◆ **TASK DETAILS**
Each line starting at the one that contains "Reviewer note: check that each instance of the dirt" and ending at the one that contains "Target: muddy puddle" must be returned exactly, and the rest of the listing is left out.

◆ **LISTED RECORDS**

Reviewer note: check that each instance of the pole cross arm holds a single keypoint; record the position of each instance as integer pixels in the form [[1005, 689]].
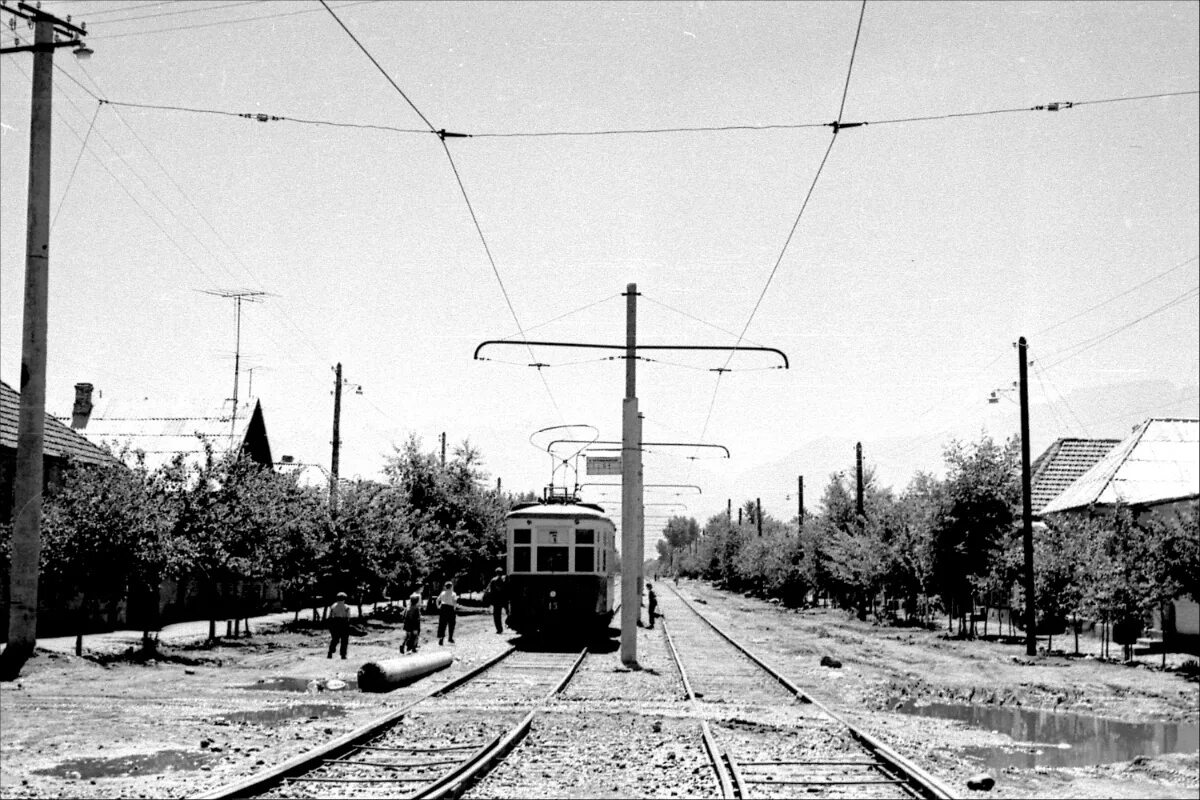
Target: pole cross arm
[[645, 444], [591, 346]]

---

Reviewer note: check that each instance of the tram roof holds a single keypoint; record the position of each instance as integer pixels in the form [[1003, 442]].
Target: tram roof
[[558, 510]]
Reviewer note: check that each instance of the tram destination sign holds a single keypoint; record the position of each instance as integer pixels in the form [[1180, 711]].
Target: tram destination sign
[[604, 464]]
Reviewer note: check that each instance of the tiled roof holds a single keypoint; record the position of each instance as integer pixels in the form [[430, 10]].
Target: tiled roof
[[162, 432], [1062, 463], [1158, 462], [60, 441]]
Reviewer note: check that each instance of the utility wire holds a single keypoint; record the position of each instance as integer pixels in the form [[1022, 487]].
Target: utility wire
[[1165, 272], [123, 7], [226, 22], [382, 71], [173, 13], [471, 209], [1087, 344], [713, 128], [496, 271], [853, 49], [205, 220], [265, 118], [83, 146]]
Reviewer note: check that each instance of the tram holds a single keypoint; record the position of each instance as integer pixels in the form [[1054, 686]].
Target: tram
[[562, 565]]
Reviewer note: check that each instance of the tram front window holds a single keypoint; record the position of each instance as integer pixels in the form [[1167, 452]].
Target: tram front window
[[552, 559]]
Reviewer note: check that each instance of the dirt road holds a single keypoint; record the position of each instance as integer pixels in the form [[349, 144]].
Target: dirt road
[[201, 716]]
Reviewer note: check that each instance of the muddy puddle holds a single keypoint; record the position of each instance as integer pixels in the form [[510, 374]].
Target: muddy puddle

◆ **WRITTEN SOLUTION**
Reviewer note: check that each instance of the dirt road holds a single keypoint; record the position of each instance as integer pixels in the form [[349, 144]].
Target: dirt road
[[201, 716]]
Reviewer note: check that each instance of the muddy puddle holds a single keypoint; record the position of each instance as integer pixels in the form [[510, 374]].
Target: muddy puddle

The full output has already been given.